=== Отрывок страницы ===

Русская линия

 

Русский дом, №2. Оглавление


НОЧНАЯ ВАХТА
(Разговор с самим собой)
Инвалид Отечественной войны, старшина первой статьи Г.СЕДОВ

   Вахту с четырех утра на флоте издавна называют "собакой", а то и похлеще. Понятное дело - до четырех не выспишься толком, а после и вовсе отдохнуть некогда - подъем флага, вся команда на ногах.
   Ладно бы стоять "собаку" в море, в походе - там все при деле. А у стенки вышагивать между кормовых механизмов - тоска зеленая. Наш красавец корабль, лидер эскадронных миноносцев, стоит в Ваенге (сейчас Североморск), пришвартованный левым бортом к третьему причалу. С Кольского залива подувает холодный ветерок. Заверну за надстройку - тихо, прислонюсь к какому-нибудь кранцу - совсем хорошо, сразу в сон клонит. Так и маюсь. Разглядываю соседние корабли и сочувствую тамошним вахтенным бедолагам.

=== Список строк ===

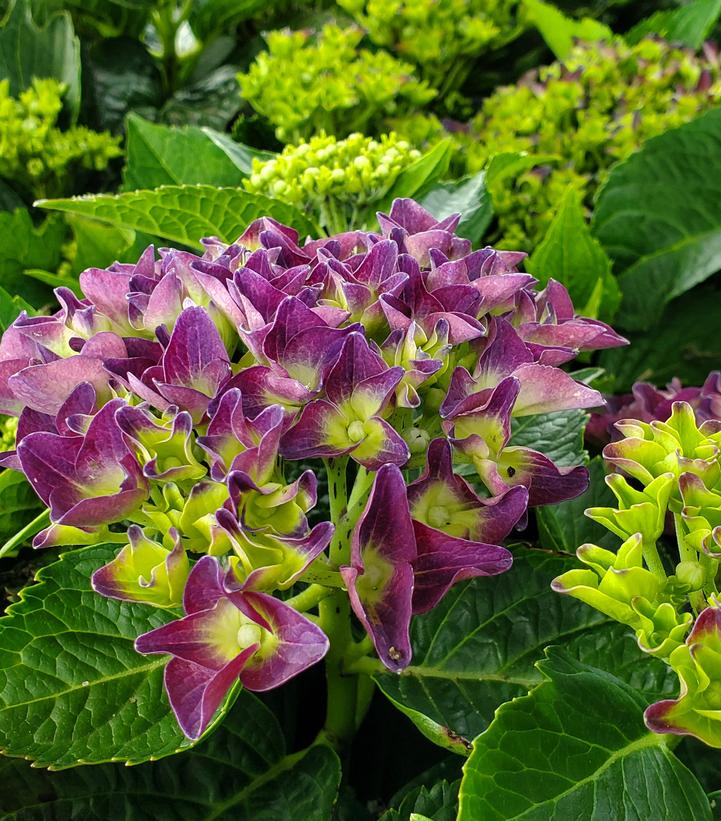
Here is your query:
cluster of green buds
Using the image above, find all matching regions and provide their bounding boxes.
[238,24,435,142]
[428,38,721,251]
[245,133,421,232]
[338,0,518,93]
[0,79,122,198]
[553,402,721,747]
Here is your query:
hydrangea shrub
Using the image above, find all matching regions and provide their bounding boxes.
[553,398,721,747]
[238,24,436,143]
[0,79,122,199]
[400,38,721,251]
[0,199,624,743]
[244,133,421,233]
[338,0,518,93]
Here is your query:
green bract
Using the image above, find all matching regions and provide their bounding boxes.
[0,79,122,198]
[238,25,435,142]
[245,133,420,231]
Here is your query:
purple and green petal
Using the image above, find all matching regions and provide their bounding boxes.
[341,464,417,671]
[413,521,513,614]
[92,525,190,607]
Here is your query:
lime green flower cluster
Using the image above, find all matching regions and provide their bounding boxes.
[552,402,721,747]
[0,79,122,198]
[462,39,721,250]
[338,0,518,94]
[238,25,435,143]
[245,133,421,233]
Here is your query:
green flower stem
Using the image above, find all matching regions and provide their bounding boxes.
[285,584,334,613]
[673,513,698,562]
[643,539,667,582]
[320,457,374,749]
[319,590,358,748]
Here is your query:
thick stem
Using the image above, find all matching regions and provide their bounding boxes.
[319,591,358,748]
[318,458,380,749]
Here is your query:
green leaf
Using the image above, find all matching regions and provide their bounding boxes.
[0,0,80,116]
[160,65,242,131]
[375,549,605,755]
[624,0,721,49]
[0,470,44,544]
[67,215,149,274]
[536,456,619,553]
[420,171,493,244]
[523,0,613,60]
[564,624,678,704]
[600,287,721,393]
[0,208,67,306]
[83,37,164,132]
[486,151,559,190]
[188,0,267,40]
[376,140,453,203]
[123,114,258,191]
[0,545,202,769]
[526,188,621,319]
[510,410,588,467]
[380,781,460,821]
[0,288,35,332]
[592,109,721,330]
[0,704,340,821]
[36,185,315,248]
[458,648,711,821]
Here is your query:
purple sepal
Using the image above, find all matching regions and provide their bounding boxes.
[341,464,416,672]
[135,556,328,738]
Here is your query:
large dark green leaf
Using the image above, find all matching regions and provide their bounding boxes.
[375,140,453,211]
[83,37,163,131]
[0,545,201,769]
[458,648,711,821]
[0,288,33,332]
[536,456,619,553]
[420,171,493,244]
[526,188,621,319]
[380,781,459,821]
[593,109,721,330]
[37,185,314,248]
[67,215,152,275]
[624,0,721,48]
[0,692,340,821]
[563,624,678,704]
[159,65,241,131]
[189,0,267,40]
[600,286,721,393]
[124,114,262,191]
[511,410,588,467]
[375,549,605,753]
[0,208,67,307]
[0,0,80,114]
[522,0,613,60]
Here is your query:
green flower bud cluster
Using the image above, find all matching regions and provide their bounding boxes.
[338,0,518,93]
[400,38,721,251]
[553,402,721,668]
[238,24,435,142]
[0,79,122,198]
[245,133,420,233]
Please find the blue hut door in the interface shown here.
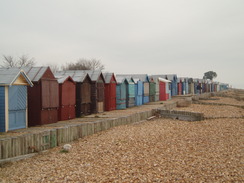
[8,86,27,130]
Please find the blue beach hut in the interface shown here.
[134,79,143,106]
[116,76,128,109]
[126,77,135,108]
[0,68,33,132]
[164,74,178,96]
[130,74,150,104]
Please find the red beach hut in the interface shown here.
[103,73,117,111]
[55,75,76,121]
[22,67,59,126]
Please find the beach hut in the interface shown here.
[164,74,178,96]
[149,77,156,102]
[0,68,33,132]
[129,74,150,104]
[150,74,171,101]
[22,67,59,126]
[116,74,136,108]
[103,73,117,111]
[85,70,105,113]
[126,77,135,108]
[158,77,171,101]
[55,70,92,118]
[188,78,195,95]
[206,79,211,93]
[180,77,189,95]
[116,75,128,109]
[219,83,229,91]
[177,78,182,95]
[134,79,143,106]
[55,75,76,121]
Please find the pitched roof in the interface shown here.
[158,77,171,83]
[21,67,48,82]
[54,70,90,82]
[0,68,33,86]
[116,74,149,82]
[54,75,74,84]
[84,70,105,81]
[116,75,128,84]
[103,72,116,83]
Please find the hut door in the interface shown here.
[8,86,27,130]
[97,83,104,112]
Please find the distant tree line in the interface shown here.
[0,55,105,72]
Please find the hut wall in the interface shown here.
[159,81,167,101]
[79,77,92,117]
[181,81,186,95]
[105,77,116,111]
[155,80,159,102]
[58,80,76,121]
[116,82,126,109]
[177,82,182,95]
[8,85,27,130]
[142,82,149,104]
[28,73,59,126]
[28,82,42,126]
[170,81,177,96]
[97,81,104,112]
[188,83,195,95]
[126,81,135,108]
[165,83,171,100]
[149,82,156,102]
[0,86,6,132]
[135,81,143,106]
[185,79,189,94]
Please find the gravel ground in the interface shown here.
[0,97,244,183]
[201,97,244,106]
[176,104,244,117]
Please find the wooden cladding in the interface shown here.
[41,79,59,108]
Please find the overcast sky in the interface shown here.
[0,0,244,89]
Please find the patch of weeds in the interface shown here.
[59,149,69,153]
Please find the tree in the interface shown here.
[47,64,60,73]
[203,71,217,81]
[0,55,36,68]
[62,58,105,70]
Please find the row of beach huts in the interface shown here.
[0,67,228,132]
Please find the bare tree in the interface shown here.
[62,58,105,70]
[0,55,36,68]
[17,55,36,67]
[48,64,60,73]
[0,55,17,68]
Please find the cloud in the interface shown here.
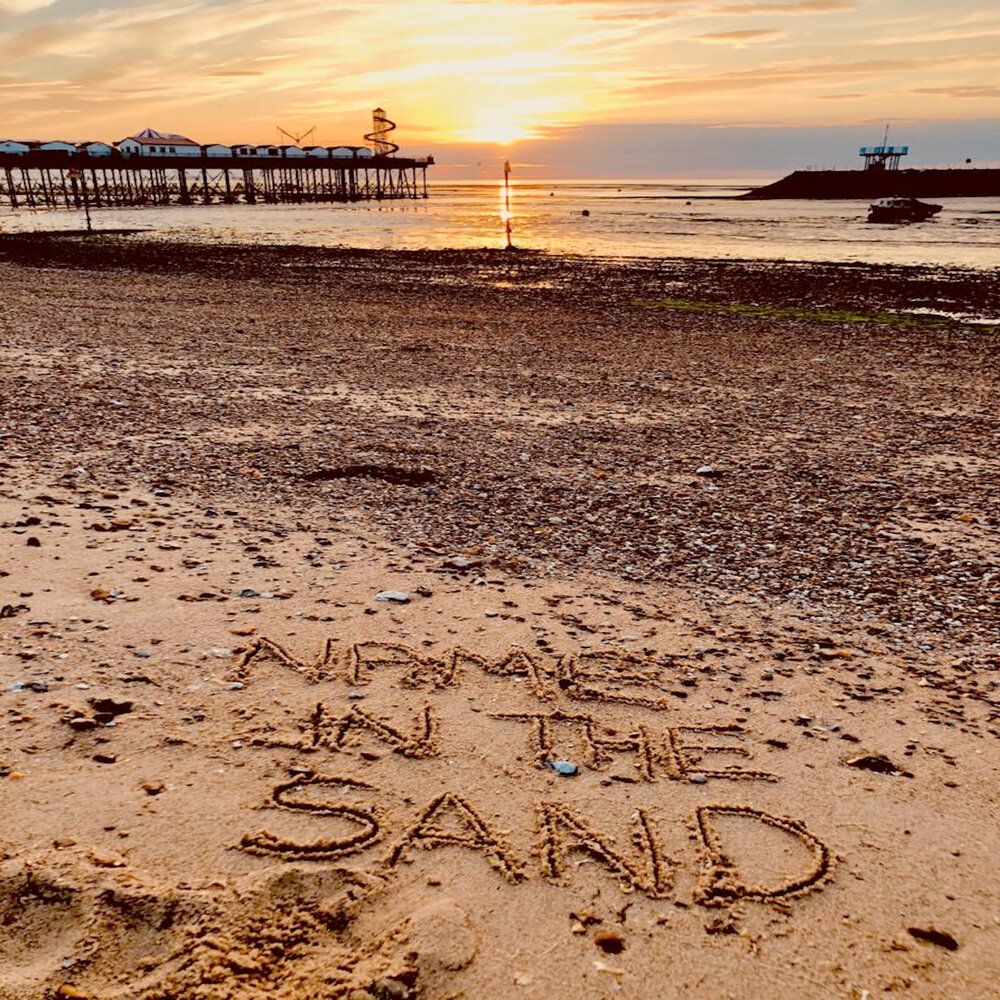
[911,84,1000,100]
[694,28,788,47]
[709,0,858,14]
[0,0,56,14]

===

Что требуется -
Ответьте на вопросы по отрывку о ночной вахте:
1. Как на флоте издавна называют вахту с четырех утра?
2. Где стоит корабль и к какому причалу он пришвартован?
3. Какое звание указано у автора отрывка?

В ответ -
1. Ее называют «собакой».
2. Корабль стоит в Ваенге (сейчас Североморск) и пришвартован левым бортом к третьему причалу.
3. Старшина первой статьи.